• [AIM OF THE EXERCISE]
Reproduce the listing from the line with "## indicate" to the line with "Each returned marker", swapping "butterfly body" for "moth body" and leaving all else untouched.

• [DATASET EXCERPTS]
================================
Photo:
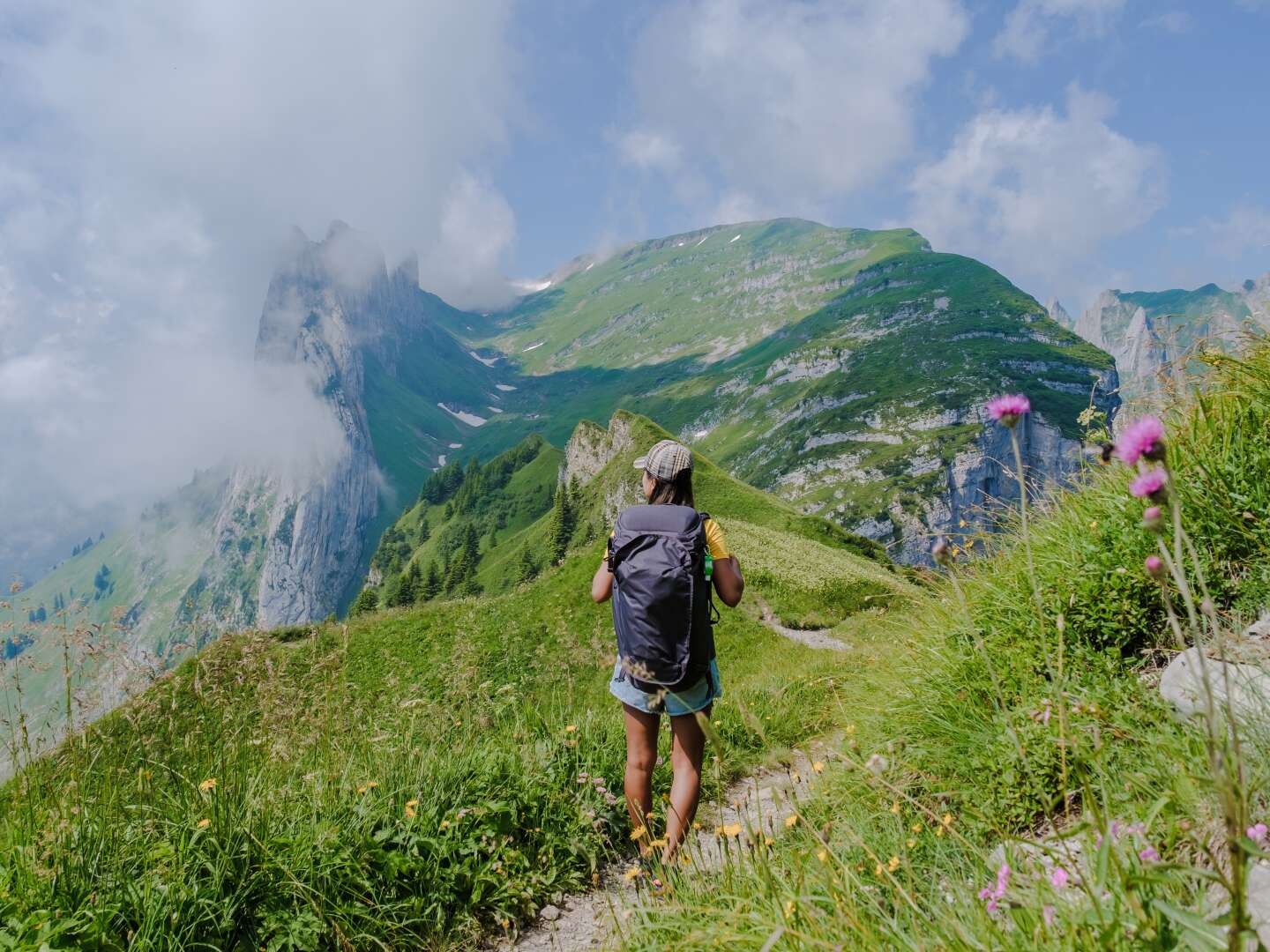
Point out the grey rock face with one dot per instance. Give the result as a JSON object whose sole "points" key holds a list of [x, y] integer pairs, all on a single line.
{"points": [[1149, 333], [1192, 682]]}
================================
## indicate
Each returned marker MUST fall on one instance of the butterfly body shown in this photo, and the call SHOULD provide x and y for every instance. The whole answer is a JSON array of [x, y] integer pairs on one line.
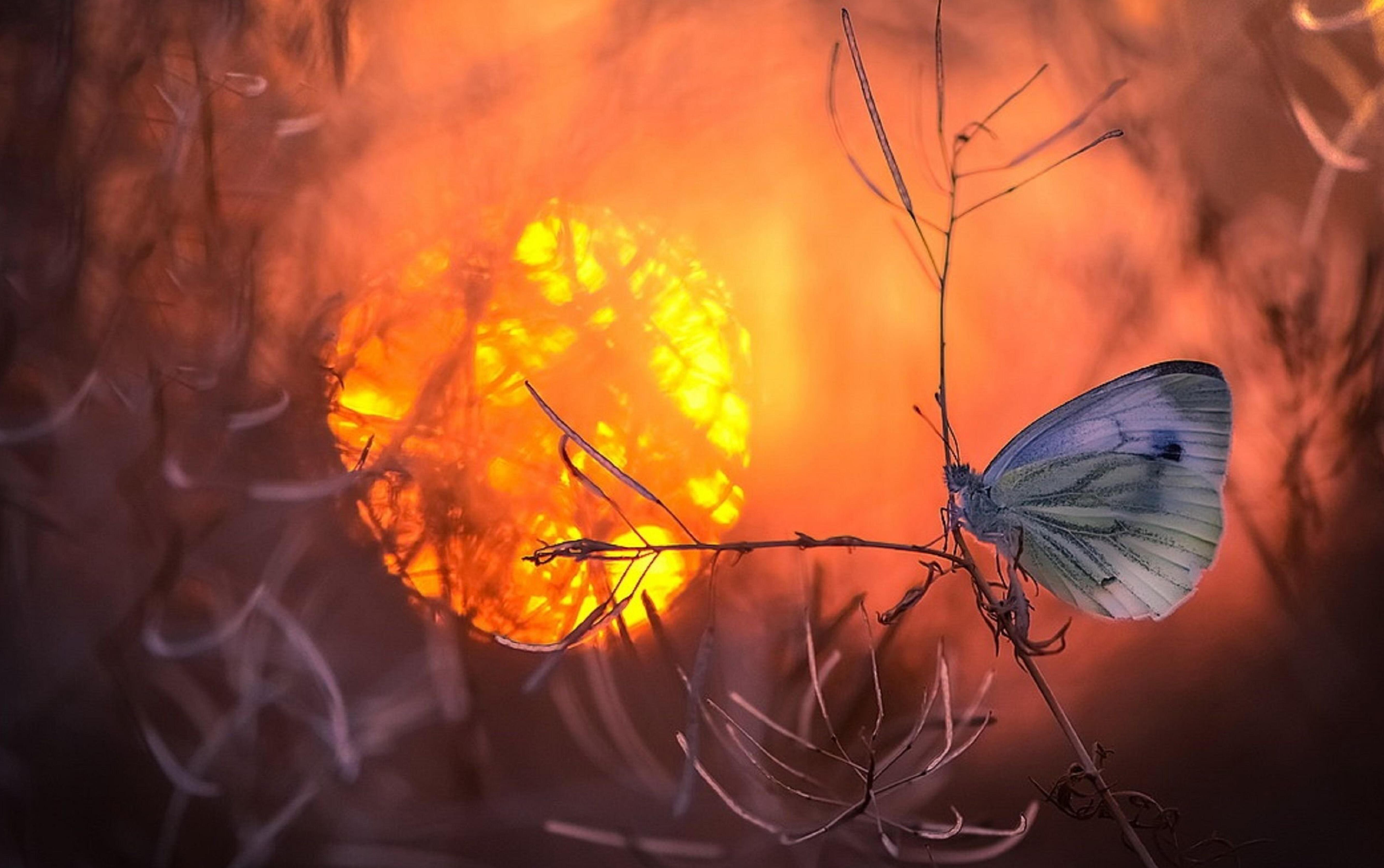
================================
• [EXERCISE RESULT]
## indicate
Each returned marker MUST fall on one instance of the moth body shown in this photo, and the call SHOULD provide x and y for every instance. The whole answer is a JSON array of [x, y] integer pairs on one line.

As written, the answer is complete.